# Minnesota Timberwolves first round draft picks



## tdizzle (Apr 12, 2003)

Minnesota Timberwolves first round draft picks.
http://sports.espn.go.com/sports/gen/wire?messageId=17100469

J.R. Rider (1993)


----------



## JonMatrix (Apr 8, 2003)

1999 -- Wally Szczerbiak-one dimensional player,should have been Rip Hamilton,Corey Maggette,or Jason Terry
William Avery- bust, should have been Ron Artest
1998 -- Radoslav Nesterovic- tough to call because he has slowly come along,other guys were passed on such as Cuttino Mobley,Al Harrington, and Rashard Lewis
1997 -- Paul Grant, Wisconsin- could have been Steven Jackson,Bobby Jackson,or Alvin Williams (though they werent very good back then)
1996 -- Ray Allen, Connecticut
(Traded to Milwaukee)- in hindsight they should have kept him but mistakes happen
1995 -- Kevin Garnett- the best and perhaps only good decision so far in this franchise's history
1994 -- Donyell Marshall-not a bad player,but they drafted someone much better at his position a year later
1993 -- J.R. Rider- headcase
1992 -- Christian Laettner- underachiever/headcase
1991 -- Luc Longley- injury prone underachiever
1990 -- Felton Spencer- bum
Gerald Glass never heard of him
1989- Pooh Richardson- I know he went to UCLA but never heard much about his pro career


----------



## Carpe Diem (Jun 4, 2003)

Other than the Paul Grant selection, Minnesota's selections were not bad at the time they were made. I remember them all and Pooh was somewhat of a surprize. Popular opinion at the time was to draft Tom Hammonds and he was selected right before Pooh. Pooh had an "ok" career and was traded to Indiana in the Wesley Person/Micheal (yes it's spelled that way) Williams deal. Gerald Glass had some interesting games but was traded to Detriot for two stiffs, one might have been Stacey King. Laetner had a great college career, was the college representative to the Olympics on the original dream and was the third best player that year behind Shaq and Zo. The discussion then was Minnesota's bad lottery luck! JR Rider was considered a steal and was odds on favor to be rookie of the year. Too bad ole JR liked the pipe more than his paycheck. Wally was the smart choice at the time and there was some debate between rather it should have been him or Rip Hamilton. I still think we made the right choice. Magette was selected by Seatle right before our pick and we picked Avery who many thought would eventually surplant Brandon or was insurance in case of Brandon left. Too bad Wil couldn't surplant Robert Pack! All of this just shows that the draft is a crapshoot and proves the adege that hindsight is 20-20.


----------

....

* [Short exercise a] In the rows below, take the lines between the one holding "for purse snap" and the one holding "left=592, top=569, right=620, bottom=597", inclusive, and put them into a JSON list of strings with one string per line, leaving out blank lines.

....

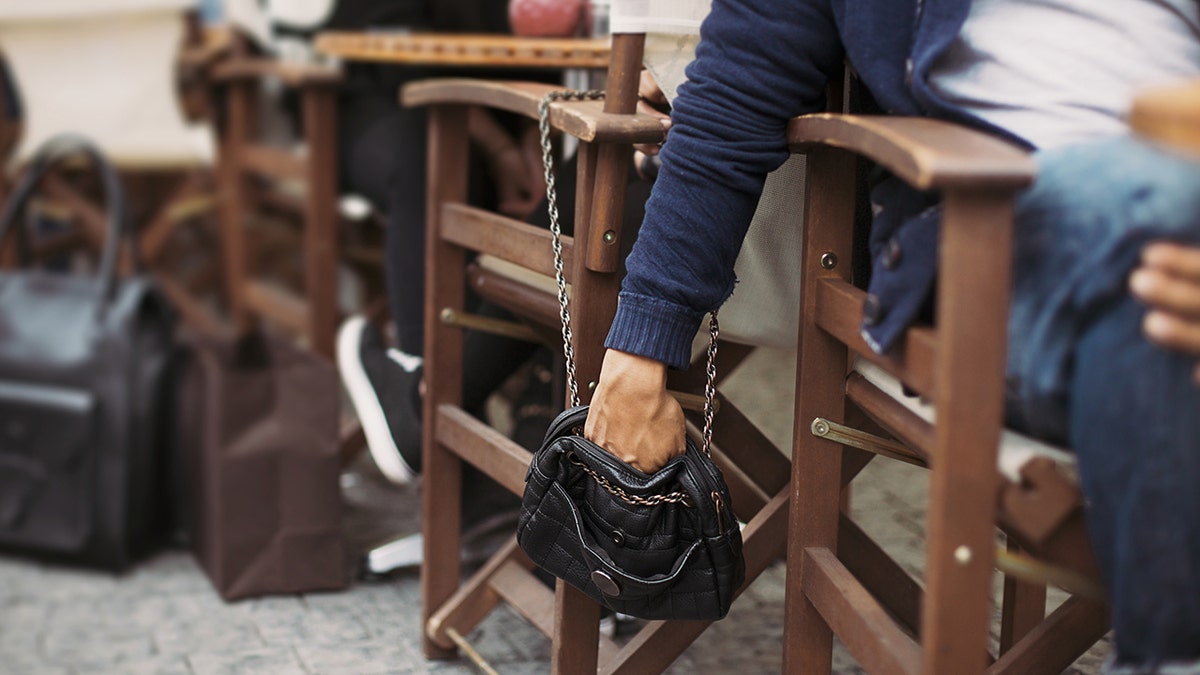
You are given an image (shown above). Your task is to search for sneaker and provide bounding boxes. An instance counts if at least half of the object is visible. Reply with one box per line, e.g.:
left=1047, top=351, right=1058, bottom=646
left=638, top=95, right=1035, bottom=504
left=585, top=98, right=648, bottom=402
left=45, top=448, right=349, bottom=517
left=337, top=316, right=422, bottom=484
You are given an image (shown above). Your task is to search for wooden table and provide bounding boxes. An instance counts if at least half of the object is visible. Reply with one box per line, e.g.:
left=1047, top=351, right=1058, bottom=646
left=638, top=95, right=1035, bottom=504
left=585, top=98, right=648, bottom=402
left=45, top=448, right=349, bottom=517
left=316, top=31, right=610, bottom=70
left=1129, top=80, right=1200, bottom=156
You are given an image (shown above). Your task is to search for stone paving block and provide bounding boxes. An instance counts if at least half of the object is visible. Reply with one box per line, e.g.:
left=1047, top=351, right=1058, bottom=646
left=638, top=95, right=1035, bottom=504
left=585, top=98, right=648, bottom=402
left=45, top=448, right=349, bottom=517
left=152, top=613, right=269, bottom=655
left=41, top=617, right=155, bottom=673
left=295, top=641, right=418, bottom=675
left=115, top=656, right=192, bottom=675
left=187, top=647, right=307, bottom=675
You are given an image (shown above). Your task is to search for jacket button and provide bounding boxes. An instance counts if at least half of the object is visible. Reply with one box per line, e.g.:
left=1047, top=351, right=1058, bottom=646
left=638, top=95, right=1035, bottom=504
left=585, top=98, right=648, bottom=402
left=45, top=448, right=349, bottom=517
left=881, top=238, right=904, bottom=269
left=863, top=293, right=884, bottom=325
left=592, top=569, right=620, bottom=598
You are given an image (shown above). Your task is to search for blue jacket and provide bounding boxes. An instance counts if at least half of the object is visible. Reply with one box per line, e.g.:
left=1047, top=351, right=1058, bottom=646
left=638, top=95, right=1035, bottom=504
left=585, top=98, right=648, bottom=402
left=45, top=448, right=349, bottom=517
left=606, top=0, right=1020, bottom=368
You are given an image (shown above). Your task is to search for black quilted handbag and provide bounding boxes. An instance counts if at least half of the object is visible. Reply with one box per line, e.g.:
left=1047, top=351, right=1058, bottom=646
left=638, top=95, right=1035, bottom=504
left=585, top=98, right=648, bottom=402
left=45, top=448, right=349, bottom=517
left=517, top=398, right=745, bottom=621
left=517, top=92, right=745, bottom=621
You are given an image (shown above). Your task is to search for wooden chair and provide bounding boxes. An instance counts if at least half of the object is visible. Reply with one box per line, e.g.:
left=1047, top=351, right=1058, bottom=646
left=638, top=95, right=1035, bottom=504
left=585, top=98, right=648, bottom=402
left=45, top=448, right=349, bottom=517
left=403, top=28, right=788, bottom=673
left=784, top=98, right=1108, bottom=674
left=205, top=37, right=341, bottom=359
left=0, top=0, right=218, bottom=329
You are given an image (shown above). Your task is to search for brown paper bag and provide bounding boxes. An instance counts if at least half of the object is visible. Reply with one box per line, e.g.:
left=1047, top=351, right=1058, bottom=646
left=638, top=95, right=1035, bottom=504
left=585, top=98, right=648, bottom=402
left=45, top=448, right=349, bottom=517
left=181, top=333, right=347, bottom=601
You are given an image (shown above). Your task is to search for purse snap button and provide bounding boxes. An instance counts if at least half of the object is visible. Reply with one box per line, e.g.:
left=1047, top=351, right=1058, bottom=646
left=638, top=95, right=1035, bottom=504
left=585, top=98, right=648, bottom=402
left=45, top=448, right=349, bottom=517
left=592, top=569, right=620, bottom=597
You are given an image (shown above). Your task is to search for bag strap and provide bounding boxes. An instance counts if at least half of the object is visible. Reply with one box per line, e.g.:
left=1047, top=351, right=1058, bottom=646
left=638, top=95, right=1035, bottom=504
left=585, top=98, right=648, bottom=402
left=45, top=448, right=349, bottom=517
left=538, top=89, right=720, bottom=458
left=0, top=133, right=132, bottom=310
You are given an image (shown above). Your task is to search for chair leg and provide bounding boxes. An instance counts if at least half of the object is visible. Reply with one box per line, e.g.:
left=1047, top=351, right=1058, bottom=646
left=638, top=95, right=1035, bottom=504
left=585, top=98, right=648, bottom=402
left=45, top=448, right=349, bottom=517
left=421, top=107, right=467, bottom=658
left=218, top=82, right=254, bottom=334
left=922, top=191, right=1012, bottom=674
left=304, top=85, right=338, bottom=359
left=784, top=144, right=854, bottom=674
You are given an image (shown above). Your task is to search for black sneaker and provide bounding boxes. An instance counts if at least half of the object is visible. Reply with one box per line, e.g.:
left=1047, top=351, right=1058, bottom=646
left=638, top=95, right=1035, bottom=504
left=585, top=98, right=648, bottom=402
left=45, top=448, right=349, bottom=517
left=337, top=316, right=424, bottom=484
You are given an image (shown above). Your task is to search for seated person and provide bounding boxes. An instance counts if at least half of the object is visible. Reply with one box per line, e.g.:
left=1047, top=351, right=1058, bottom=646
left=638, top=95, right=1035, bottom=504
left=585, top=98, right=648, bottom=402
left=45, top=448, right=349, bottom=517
left=227, top=0, right=548, bottom=483
left=586, top=0, right=1200, bottom=673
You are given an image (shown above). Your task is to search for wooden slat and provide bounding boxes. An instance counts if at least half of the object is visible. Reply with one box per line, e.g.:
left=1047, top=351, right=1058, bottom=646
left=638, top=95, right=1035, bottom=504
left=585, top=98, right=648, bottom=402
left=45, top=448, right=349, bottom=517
left=815, top=279, right=937, bottom=396
left=784, top=140, right=856, bottom=673
left=238, top=145, right=308, bottom=180
left=587, top=35, right=643, bottom=273
left=301, top=88, right=341, bottom=359
left=436, top=405, right=533, bottom=495
left=988, top=597, right=1109, bottom=675
left=440, top=204, right=575, bottom=282
left=846, top=372, right=934, bottom=465
left=212, top=56, right=342, bottom=86
left=244, top=281, right=308, bottom=335
left=421, top=107, right=469, bottom=658
left=922, top=190, right=1013, bottom=673
left=425, top=538, right=533, bottom=650
left=787, top=113, right=1036, bottom=190
left=838, top=514, right=924, bottom=638
left=467, top=260, right=562, bottom=330
left=402, top=78, right=666, bottom=143
left=803, top=549, right=920, bottom=675
left=314, top=31, right=608, bottom=68
left=491, top=562, right=618, bottom=661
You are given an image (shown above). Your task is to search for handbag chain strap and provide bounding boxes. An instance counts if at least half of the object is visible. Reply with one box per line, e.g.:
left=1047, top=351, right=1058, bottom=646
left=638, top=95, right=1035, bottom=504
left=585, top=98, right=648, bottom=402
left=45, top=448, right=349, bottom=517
left=538, top=90, right=720, bottom=468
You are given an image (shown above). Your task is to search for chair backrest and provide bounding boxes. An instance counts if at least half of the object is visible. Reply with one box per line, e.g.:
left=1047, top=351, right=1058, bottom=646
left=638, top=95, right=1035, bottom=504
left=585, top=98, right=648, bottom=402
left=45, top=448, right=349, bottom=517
left=0, top=0, right=214, bottom=167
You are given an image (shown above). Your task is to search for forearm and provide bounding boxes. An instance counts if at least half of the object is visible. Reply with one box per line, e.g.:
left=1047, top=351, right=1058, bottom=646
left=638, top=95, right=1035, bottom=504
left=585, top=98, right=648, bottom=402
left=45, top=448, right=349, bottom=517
left=606, top=0, right=840, bottom=368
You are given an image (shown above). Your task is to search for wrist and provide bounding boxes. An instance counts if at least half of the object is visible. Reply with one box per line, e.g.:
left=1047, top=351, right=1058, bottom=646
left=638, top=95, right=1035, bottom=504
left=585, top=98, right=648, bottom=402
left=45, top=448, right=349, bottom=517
left=600, top=350, right=667, bottom=392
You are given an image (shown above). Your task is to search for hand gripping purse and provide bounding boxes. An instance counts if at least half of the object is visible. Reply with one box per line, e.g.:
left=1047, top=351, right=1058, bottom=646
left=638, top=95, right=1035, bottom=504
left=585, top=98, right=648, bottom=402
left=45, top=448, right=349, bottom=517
left=517, top=92, right=745, bottom=621
left=0, top=136, right=175, bottom=571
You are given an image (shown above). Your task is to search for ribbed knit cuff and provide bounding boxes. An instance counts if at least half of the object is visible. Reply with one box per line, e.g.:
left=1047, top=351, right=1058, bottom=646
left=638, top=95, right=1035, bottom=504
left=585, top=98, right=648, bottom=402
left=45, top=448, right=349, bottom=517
left=605, top=292, right=703, bottom=370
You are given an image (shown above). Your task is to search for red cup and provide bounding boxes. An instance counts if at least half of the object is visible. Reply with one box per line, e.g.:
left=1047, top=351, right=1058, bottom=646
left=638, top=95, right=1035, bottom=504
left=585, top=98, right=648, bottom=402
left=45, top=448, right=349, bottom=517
left=509, top=0, right=584, bottom=37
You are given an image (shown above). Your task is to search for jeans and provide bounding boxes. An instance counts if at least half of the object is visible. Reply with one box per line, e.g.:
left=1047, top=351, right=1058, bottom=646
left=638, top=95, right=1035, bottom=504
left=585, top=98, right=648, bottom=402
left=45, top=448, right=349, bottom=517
left=1007, top=137, right=1200, bottom=673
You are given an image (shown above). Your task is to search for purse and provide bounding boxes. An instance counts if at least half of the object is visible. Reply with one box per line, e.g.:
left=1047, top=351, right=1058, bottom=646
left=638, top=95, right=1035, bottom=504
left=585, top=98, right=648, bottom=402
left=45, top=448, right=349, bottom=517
left=0, top=136, right=175, bottom=571
left=517, top=92, right=745, bottom=621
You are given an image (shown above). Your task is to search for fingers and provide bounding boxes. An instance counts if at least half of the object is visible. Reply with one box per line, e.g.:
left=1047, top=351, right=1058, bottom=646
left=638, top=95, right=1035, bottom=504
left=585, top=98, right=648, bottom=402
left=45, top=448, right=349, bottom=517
left=583, top=351, right=685, bottom=473
left=1141, top=241, right=1200, bottom=283
left=1141, top=306, right=1200, bottom=357
left=1129, top=267, right=1200, bottom=319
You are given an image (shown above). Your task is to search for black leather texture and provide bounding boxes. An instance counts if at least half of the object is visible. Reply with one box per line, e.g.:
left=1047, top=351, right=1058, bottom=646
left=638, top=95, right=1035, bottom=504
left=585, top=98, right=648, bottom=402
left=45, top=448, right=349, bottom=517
left=0, top=137, right=175, bottom=571
left=517, top=406, right=745, bottom=621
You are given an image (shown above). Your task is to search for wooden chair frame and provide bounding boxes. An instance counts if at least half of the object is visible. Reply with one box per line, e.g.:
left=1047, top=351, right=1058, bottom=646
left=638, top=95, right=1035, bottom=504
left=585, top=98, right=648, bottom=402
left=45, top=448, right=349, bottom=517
left=211, top=37, right=341, bottom=359
left=784, top=114, right=1108, bottom=674
left=403, top=35, right=788, bottom=673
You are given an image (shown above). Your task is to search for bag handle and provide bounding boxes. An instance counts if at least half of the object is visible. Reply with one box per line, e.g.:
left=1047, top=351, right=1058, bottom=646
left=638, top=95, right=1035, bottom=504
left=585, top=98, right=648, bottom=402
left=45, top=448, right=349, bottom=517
left=538, top=89, right=720, bottom=458
left=0, top=133, right=132, bottom=310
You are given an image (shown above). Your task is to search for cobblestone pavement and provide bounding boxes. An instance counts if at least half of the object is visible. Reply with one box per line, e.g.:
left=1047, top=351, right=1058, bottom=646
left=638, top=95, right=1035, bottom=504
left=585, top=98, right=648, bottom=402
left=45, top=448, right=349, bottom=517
left=0, top=352, right=1108, bottom=675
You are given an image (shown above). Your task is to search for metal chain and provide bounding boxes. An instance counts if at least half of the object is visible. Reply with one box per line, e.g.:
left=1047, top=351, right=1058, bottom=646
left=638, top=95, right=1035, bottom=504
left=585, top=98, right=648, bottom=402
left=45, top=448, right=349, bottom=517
left=701, top=310, right=721, bottom=458
left=569, top=454, right=691, bottom=507
left=538, top=89, right=720, bottom=458
left=538, top=89, right=604, bottom=407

....

* [Short exercise b] According to the thread on Timberwolves draft picks, which team was Pooh Richardson traded to?

* [Reply a]
[
  "You are given an image (shown above). Your task is to search for purse snap button and provide bounding boxes. An instance counts if at least half of the object is visible. Reply with one box per line, e.g.:",
  "left=1047, top=351, right=1058, bottom=646",
  "left=638, top=95, right=1035, bottom=504",
  "left=585, top=98, right=648, bottom=402",
  "left=45, top=448, right=349, bottom=517",
  "left=592, top=569, right=620, bottom=597"
]

* [Reply b] Indiana.